To reiterate, the canvass sheets were not presented to the petitioner in Arriola. In the present case, aside from the non-presentation of the canvass sheets, no actual field canvass was made but, instead, a mere telephone canvass was conducted. The COA in Arriola likewise secured price quotations from three suppliers. In the present case, comparisons of only one or two suppliers were made. The Court in Arriola struck down the comparison made by the COA between the equipment purchased and an item of the same brand, but not the same model. Here, different pieces of equipment of different brands were compared. Finally, in both cases, the specifications of the items compared were not provided.
As emphasized, this Court’s ruling contradicts what the evidence has actually proved. It bears emphasis that the ponencia has reproduced the findings of the Technical Services Office (TSO). These TSO findings were the only ones relied upon by the auditor in holding petitioner liable for an overpricing of P811,819. The same document clearly shows that no comparison was actually made. It notes the following express disclosures:
Other items were verified/evaluated but had no valid data for comparison.
*The only available valid price information.

**Lower price out of only two valid price information for want of a third valid price information as required. (Emphasis supplied.)

Despite the TSO’s findings, this Court still unreasonably upholds the auditor’s findings on the overpricing and petitioner’s personal liability.
It must also be equally emphasized that, contrary to what the ponente posits, the opinion of COA’s information technology (IT) personnel could not be the basis of overturning the discretion of the CDA in determining the specifications for the computer equipment. Nowhere in the Constitution or any law is the IT department of COA allowed to override the preference for equipment brands or specifications of an agency. To reiterate, what was at issue was not the necessity of these specifications or the equipment themselves, but only that it should not be overpriced.  We are setting a very dangerous precedent if we are to insist that the COA’s preference – or even that of its IT personnel – is far superior to and prevails over that of the agency that it is auditing.
Thus, the majority fails to satisfactorily address the following truths:
1.     The doctrine established in Arriola was already controlling at the time the issues arose in this case, and yet it was not applied to this case.
2.     No actual field canvass was made, and no canvass sheets were presented.
3.     Comparisons were made among different specifications and brands of equipment, or that the equipment was compared to those having no specifications at all.

Exercise set
• 1. In the opinion above, what amount of overpricing was the petitioner held liable for?
• 2. Condense the paragraph of the opinion above that begins "It must also be equally emphasized" into a short bulleted list that keeps its main points.

Recorded information
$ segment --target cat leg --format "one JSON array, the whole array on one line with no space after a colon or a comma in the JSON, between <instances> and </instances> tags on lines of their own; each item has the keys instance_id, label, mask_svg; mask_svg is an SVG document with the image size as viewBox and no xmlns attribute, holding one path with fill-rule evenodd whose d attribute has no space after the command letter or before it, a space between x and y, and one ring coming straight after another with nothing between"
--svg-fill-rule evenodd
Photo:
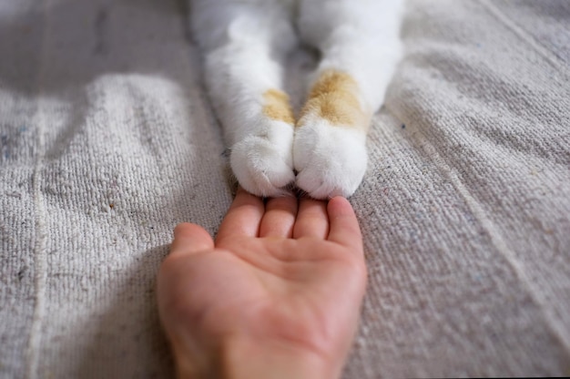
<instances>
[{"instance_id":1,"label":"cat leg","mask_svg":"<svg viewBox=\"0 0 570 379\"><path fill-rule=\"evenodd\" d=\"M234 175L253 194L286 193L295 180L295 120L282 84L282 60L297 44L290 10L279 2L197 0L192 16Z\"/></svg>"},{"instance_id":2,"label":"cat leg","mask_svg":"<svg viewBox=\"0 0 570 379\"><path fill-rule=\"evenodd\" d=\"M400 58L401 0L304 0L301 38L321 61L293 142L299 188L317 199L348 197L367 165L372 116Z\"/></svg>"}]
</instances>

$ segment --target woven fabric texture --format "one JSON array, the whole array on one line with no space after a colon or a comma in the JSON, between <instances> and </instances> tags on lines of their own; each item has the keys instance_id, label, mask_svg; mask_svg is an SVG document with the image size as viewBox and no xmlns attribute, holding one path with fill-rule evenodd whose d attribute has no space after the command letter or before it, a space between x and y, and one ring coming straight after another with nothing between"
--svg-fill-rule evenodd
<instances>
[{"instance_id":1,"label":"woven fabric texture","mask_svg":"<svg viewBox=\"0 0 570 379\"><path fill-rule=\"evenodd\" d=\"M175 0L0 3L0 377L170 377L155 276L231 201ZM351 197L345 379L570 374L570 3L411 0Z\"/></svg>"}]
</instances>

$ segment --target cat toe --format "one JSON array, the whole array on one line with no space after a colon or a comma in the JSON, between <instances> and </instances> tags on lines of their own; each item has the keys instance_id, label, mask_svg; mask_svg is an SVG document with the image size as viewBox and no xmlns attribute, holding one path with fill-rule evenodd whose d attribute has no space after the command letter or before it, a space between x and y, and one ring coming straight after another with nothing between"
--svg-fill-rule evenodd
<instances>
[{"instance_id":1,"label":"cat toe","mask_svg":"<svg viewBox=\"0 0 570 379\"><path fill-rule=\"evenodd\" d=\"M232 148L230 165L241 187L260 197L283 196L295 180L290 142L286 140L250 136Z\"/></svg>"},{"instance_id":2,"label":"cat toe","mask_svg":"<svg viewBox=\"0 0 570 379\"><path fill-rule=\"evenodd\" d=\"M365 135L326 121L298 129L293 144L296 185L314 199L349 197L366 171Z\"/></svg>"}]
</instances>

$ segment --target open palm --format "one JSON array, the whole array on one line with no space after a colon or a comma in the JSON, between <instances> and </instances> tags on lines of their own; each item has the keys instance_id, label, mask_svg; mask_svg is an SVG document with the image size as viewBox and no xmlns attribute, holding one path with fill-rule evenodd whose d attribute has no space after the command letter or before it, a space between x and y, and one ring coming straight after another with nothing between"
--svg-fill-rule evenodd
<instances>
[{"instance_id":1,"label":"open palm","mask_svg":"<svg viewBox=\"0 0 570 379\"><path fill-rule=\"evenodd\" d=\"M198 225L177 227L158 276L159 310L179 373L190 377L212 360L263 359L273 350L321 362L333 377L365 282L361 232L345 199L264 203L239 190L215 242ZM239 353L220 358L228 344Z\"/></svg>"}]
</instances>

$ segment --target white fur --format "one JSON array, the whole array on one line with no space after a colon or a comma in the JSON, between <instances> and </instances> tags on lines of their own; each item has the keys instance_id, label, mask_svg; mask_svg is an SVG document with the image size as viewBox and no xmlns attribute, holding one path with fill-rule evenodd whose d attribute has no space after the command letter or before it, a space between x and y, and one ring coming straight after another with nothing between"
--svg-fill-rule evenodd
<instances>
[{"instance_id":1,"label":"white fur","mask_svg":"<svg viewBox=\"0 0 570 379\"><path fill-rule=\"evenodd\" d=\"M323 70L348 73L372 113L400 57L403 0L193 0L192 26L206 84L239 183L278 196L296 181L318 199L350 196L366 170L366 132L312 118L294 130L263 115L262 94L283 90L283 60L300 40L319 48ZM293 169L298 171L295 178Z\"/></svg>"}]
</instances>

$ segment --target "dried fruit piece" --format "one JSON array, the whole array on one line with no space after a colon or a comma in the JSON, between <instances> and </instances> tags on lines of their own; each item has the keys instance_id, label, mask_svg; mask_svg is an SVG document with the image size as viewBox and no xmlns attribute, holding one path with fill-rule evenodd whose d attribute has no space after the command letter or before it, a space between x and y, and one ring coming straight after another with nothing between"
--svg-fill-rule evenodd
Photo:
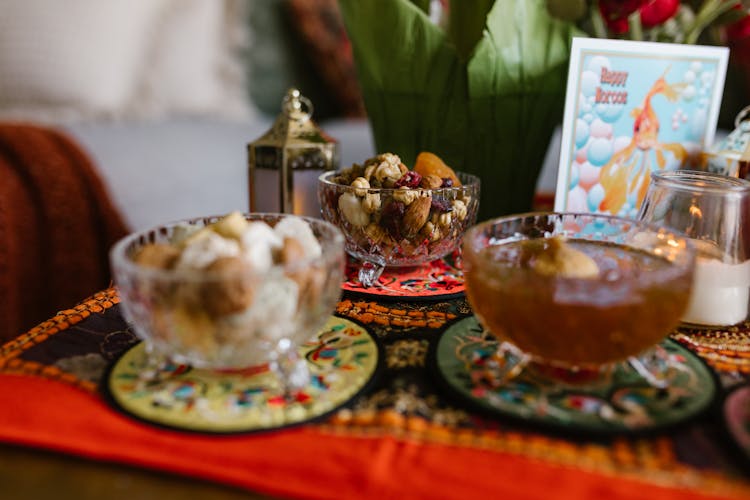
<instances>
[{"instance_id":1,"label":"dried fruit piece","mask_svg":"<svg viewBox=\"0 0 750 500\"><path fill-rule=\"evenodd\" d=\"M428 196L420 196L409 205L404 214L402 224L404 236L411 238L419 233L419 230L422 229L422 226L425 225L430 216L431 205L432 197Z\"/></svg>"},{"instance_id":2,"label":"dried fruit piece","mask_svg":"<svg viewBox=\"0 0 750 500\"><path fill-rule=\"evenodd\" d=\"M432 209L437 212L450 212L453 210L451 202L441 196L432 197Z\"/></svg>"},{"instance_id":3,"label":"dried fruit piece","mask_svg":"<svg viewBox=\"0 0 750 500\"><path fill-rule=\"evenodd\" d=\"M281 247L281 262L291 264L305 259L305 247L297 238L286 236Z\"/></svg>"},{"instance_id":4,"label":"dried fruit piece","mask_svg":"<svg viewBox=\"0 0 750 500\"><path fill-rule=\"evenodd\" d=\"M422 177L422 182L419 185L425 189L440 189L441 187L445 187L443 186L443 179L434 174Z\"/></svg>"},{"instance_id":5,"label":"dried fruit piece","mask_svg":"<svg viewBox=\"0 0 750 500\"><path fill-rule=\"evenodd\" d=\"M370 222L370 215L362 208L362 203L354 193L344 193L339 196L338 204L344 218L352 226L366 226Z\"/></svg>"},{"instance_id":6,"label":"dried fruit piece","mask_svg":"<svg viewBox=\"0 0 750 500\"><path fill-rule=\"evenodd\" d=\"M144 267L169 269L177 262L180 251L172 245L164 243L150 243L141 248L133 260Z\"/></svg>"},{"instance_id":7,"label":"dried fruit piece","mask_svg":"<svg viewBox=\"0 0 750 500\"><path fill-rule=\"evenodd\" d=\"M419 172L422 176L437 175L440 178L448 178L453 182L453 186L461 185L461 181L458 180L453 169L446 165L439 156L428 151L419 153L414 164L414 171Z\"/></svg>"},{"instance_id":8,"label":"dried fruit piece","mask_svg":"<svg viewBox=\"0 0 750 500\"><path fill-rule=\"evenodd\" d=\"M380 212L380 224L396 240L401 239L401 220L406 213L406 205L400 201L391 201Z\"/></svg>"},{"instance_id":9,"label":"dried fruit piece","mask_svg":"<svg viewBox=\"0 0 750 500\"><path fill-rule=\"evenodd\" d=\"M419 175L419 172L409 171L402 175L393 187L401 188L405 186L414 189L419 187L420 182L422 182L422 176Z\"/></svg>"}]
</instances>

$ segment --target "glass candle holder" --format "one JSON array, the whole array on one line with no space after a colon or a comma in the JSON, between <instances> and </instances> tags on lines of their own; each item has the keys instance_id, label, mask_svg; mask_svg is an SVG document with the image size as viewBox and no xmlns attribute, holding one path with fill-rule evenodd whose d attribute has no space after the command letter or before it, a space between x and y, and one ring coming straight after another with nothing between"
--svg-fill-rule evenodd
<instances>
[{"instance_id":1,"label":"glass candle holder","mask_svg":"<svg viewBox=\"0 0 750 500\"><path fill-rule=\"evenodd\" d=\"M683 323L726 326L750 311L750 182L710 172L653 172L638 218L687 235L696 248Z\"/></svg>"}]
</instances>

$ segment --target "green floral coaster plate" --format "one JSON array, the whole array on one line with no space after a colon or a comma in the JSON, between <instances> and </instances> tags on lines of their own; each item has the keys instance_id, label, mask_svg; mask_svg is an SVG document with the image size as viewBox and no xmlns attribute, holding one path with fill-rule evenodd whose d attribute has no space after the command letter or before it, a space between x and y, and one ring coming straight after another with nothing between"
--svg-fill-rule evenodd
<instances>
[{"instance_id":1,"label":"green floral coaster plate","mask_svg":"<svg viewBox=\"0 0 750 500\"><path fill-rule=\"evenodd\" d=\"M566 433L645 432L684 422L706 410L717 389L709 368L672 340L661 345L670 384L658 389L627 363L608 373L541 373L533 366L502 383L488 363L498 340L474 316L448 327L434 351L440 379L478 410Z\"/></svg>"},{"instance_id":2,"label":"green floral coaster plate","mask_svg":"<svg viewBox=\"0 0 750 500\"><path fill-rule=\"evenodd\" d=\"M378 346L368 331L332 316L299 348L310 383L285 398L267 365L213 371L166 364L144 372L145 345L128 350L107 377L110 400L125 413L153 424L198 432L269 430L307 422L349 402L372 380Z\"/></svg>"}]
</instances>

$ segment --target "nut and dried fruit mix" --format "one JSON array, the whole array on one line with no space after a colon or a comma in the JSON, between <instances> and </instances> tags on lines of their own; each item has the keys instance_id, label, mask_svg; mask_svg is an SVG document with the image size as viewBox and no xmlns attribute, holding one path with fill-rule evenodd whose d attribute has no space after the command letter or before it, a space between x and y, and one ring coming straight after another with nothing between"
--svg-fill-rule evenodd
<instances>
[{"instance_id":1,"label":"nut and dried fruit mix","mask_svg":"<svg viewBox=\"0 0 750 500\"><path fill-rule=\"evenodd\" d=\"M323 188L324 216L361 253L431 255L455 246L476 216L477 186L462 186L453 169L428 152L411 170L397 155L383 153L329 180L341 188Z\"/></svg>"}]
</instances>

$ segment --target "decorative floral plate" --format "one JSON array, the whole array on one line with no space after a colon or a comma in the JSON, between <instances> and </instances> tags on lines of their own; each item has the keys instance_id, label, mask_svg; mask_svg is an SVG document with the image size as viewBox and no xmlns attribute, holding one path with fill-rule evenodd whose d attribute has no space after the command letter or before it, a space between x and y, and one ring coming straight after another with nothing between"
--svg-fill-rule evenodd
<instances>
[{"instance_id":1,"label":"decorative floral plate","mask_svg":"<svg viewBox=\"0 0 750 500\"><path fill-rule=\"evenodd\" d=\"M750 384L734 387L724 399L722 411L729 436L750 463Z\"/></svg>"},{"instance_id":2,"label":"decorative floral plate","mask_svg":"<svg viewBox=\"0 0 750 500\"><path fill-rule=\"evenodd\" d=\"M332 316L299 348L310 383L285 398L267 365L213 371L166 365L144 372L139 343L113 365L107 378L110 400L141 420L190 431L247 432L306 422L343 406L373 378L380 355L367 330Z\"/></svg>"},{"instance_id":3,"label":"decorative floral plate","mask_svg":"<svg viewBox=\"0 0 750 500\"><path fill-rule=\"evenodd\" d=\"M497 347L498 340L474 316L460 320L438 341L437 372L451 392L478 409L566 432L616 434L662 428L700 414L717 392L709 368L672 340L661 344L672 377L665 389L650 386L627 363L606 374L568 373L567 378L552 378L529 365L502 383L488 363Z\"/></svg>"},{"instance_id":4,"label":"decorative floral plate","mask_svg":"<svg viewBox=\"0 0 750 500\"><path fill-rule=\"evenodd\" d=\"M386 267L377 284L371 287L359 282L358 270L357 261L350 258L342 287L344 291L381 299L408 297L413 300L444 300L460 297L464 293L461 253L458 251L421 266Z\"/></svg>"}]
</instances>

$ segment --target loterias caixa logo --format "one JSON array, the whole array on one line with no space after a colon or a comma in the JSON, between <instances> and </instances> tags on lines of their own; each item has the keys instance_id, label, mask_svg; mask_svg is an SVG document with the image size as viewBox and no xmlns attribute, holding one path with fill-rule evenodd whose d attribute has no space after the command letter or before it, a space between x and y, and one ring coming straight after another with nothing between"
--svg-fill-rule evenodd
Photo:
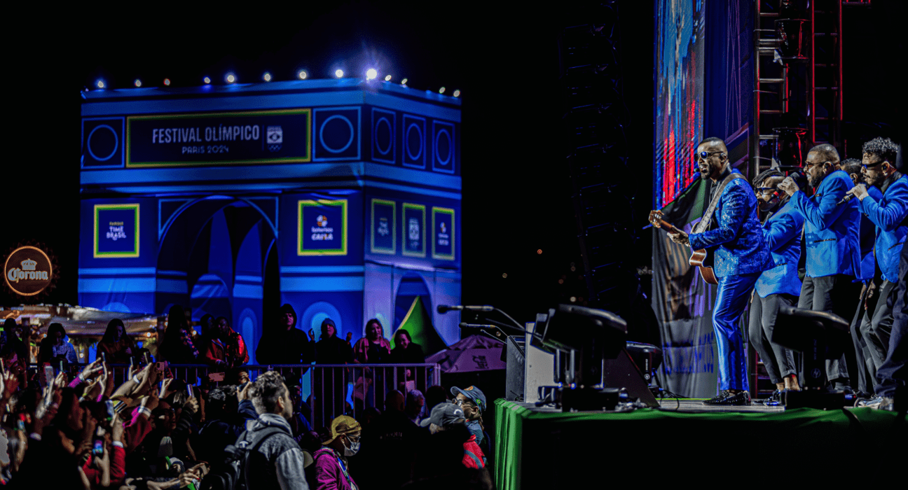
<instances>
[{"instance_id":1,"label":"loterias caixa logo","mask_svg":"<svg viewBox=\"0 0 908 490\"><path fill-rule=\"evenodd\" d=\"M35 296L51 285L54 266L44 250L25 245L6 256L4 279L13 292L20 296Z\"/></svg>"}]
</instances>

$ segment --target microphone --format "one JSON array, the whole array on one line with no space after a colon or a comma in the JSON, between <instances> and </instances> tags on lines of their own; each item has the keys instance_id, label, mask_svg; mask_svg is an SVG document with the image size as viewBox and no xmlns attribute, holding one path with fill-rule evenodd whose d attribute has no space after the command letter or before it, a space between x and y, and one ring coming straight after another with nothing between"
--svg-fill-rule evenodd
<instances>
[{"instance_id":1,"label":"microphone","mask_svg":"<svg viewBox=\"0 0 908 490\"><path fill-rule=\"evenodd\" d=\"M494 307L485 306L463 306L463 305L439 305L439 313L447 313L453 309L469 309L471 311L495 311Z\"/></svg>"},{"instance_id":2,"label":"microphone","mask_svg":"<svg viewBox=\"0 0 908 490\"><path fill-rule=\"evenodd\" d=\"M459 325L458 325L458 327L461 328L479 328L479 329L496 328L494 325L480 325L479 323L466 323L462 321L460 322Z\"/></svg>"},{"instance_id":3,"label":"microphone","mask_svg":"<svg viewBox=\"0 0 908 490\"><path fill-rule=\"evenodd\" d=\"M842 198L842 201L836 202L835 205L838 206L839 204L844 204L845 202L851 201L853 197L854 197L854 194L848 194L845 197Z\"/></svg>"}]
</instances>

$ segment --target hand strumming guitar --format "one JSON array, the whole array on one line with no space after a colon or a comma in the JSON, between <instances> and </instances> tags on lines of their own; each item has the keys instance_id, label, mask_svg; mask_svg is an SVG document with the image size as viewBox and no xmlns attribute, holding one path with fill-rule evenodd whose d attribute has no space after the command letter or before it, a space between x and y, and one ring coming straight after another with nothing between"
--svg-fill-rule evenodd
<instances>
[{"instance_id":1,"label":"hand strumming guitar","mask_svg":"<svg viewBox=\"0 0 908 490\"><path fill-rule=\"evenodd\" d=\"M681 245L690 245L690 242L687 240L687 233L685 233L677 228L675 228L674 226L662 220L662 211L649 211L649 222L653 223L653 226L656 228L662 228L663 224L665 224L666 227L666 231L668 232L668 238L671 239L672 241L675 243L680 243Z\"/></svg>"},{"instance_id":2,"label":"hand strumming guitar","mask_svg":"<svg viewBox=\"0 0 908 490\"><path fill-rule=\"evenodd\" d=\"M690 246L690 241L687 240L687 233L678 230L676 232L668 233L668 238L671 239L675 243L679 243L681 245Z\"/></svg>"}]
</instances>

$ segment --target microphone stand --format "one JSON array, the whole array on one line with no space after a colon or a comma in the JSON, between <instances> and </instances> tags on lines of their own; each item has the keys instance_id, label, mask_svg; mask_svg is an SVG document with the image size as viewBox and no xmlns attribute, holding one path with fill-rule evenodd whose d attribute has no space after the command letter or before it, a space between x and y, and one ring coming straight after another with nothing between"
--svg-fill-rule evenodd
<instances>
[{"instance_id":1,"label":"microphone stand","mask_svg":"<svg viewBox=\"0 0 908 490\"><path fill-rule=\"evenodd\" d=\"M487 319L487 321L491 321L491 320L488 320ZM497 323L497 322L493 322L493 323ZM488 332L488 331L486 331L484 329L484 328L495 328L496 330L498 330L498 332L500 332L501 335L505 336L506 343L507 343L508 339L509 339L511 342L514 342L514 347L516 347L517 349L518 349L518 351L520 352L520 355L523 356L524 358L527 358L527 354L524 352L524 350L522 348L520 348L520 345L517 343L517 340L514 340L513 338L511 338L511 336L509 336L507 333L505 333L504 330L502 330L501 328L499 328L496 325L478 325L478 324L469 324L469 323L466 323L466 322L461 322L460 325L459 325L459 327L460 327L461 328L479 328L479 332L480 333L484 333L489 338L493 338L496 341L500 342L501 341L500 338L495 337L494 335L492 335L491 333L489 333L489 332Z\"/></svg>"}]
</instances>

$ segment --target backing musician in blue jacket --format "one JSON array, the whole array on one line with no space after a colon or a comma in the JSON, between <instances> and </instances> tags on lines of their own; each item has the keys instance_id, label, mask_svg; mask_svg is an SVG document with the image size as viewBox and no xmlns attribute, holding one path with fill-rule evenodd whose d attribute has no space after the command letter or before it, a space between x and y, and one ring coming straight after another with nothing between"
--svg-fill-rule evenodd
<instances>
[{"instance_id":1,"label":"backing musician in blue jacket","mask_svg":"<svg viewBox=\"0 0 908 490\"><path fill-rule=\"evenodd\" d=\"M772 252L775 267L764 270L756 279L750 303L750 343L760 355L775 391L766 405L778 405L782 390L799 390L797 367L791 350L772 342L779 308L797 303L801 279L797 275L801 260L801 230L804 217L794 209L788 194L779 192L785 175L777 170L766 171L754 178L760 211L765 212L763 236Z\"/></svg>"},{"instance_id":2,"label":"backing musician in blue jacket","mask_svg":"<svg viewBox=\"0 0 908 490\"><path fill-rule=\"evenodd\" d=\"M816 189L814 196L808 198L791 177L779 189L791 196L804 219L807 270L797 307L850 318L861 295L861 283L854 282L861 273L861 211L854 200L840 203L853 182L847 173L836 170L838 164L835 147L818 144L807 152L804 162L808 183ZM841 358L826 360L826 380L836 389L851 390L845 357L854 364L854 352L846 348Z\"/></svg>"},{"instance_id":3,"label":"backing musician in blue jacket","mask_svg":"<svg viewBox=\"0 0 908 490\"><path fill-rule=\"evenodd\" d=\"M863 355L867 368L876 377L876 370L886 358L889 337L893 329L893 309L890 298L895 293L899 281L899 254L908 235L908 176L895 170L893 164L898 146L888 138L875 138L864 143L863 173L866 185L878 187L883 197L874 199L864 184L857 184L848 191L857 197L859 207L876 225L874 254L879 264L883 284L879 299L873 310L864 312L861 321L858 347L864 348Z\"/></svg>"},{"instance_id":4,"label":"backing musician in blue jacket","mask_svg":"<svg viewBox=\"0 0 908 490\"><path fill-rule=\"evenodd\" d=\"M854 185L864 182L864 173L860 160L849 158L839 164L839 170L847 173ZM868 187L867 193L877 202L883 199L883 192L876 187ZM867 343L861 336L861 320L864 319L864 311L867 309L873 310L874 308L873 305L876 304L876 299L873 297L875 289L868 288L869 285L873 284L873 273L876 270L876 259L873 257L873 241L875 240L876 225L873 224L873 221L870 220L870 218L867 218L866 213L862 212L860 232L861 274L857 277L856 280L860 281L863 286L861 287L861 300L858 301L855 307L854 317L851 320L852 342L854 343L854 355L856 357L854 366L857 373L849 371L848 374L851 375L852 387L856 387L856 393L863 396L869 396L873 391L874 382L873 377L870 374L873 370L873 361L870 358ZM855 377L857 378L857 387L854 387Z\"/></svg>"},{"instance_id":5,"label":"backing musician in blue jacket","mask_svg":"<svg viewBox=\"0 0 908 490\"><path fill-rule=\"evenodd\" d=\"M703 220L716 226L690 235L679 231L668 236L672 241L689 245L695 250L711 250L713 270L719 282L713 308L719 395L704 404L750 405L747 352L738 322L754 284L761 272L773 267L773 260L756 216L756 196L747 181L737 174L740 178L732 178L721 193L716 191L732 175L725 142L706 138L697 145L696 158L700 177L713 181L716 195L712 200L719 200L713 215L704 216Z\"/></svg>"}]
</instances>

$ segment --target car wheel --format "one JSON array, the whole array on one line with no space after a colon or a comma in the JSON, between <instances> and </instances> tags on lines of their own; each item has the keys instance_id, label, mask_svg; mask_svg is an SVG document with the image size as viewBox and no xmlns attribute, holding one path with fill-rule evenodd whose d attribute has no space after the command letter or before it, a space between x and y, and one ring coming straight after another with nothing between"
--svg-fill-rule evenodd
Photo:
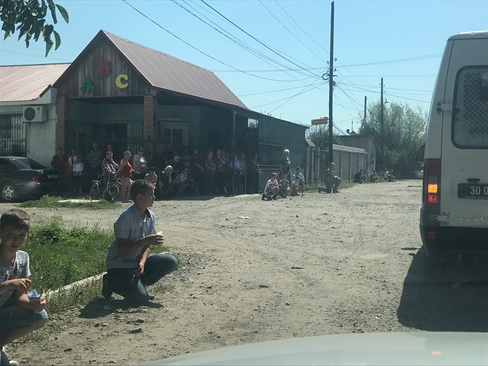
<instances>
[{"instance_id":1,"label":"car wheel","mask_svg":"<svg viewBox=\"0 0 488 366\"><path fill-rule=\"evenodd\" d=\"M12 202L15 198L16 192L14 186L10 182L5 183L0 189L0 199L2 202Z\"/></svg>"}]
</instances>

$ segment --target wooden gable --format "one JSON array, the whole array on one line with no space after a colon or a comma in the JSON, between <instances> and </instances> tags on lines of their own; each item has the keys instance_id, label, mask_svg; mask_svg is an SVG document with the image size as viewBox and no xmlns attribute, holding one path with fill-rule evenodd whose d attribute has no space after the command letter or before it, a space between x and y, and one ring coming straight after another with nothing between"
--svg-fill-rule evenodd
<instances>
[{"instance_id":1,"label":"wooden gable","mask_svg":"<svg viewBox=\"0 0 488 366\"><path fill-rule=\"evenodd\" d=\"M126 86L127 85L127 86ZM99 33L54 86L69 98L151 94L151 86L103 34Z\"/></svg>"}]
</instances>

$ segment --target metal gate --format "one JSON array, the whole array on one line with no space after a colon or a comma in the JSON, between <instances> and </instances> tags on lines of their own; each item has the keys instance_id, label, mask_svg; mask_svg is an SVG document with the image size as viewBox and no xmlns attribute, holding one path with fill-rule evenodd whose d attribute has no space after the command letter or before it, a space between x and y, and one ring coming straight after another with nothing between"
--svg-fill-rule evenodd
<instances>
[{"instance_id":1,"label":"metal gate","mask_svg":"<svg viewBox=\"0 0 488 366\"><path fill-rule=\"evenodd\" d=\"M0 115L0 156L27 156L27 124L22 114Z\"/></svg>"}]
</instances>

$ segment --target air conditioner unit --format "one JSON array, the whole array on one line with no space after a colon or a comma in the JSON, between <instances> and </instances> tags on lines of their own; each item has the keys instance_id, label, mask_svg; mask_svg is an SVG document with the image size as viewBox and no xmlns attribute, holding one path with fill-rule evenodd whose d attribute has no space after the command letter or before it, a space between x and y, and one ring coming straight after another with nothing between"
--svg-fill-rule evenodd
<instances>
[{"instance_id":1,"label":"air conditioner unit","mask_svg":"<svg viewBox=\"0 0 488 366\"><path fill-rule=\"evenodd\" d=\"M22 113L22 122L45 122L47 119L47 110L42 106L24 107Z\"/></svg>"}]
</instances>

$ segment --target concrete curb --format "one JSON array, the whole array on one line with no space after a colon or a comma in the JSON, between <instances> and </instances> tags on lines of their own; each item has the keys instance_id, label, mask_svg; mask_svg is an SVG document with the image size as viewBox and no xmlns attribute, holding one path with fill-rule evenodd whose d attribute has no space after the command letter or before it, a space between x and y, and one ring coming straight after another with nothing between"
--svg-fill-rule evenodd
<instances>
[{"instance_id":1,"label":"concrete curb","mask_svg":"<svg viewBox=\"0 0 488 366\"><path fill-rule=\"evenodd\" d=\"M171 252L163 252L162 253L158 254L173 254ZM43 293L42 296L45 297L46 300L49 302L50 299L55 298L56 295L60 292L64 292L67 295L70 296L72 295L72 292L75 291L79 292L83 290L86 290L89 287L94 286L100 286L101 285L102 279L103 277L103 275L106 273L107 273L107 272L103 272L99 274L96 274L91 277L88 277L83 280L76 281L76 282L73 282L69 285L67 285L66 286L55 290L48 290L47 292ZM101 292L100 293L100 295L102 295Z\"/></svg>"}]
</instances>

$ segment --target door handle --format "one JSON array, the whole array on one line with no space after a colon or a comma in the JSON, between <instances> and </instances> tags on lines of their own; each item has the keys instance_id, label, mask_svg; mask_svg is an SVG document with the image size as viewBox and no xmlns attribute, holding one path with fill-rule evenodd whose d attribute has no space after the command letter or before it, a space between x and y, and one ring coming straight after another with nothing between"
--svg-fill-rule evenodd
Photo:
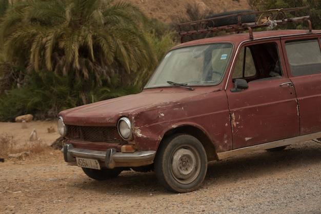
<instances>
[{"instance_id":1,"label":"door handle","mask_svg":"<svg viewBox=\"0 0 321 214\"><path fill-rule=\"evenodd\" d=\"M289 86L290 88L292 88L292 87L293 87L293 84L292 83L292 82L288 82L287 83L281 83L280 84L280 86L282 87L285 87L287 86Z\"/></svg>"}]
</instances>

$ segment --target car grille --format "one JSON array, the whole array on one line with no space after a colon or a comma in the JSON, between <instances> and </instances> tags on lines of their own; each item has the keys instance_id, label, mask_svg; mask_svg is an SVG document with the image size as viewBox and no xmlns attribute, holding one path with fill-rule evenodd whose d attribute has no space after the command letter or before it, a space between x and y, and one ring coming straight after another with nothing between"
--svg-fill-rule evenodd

Solutions per task
• 1. P811,819.

• 2.
- The opinion of COA's information technology personnel cannot override the CDA's discretion in setting the specifications for the computer equipment.
- No provision in the Constitution or any law allows COA's IT department to override an agency's preferred equipment brands or specifications.
- The issue was never whether the specifications or equipment were necessary, only whether they were overpriced.
- Holding that COA's preference, or that of its IT personnel, prevails over that of the audited agency would set a very dangerous precedent.